Jamás había leído u oído el sustantivo 'puente' con artículo en femenino. Suena rarísimo.

De 'calor' sí. En Valencia se usa mucho 'calor' en femenino ("la calor") porque en valenciano es siempre en femenino. Es común escuchar aquí:
"Hace mucha calor" en vez de "Hace mucho calor". Lo mismo pasa con "la mar".

Pero es cierto que en algunas palabras el cambio del masculino al femenino se hace poéticamente.


----------



## Zalacaín

Hola a todos.

En primer lugar, quisiera confirmar que la palabra mar, es de genero ambiguo. En España la gente del interior utiliza el maculino y los de la costa (sobre todo en el cantábrico) el femenino.

Alta mar se emplea en lenguaje marinero para diferenciar la navegación de cabotaje o costera de la que se hace mar adentro.

Respecto a la acertada explicación de Riglos sobre las palabras que empiezan por a tónica, añadir que además de utilizar el artículo masculino "el", también usan (sólo en singular) "un", "algún" y "ningún"


----------



## Maria Juanita

Bueno, este asunto de los géneros tiene que ver, (pienso yo) con efectos de cacofonía y sonido, como en français. Por ejemplo: uno no dice "ma amie", para referirse a una amiga sino "mon amie". De igual forma, como el español es una lengua de la misma familia, tiende a suceder el mismo fenómeno algunas veces. A mi parecer, el mar suena mejor que la mar, sin embargo, ahí tenemos un poema de Antonio Machado que dice: "Margarita está linda LA mar, el viento (...)". 

Una acotación: personalmente, considero que usar el género femenino para la palabra calor suena horrible. Es algo así como cuando se usa "habemos" en vez de "somos", "estamos" o "hay conmigo".

Saludillos.

Tu tarea:
Prosigue el hilo del foro sobre el género de "mar" y "calor" a partir de su último mensaje. El material es independiente del hilo del foro sobre el género de "mar" y "calor".

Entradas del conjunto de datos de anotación

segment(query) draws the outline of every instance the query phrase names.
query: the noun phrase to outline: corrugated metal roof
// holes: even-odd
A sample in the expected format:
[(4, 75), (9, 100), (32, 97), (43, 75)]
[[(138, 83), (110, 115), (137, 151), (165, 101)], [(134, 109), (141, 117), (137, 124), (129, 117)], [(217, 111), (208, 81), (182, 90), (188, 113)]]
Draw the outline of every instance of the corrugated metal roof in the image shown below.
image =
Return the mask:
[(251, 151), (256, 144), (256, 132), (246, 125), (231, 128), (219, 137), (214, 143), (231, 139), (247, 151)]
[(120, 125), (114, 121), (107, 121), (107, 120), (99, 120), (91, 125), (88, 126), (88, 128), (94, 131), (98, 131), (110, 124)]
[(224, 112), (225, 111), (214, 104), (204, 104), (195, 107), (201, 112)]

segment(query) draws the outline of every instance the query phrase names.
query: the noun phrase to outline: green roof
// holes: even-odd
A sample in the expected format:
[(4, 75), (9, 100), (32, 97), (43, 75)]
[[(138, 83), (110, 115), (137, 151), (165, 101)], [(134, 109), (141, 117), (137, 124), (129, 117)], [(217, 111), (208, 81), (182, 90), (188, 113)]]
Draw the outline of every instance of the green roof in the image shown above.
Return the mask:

Respuesta al problema:
----------



## drei_lengua

riglos said:
			
		

> En el ejemplo de Tino, "*el* arma" se transforma en "*la* *mejor* arma", porque tenemos el adjetivo en el medio, que nos permite utilizar el artículo femenino. Todos estos sustantivos son, en realidad, de género FEMENINO. Esta transformación ocurre sólo con las palabras que inician con a / ha tónicas. *Esto quiere decir que no es necesario que el acento sea ortográfico. Por ello, no ocurre lo mismo con tales palabras como "amor":*
> *> el amor, un amor eterno, pl: los amores.*
> 
> *Espero haber aclarado un poco el panorama.*
> 
> *Saludos,*
> 
> *Mara.*


 
Mara, muchas gracias por su explicación.  No entiendo solamente la parte que marqué en azul.  Por favor, elaborese.

Brian


----------



## drei_lengua

jdenson said:
			
		

> Hi drei_lengua,
> We use the same expression in English when we refer to the "high seas".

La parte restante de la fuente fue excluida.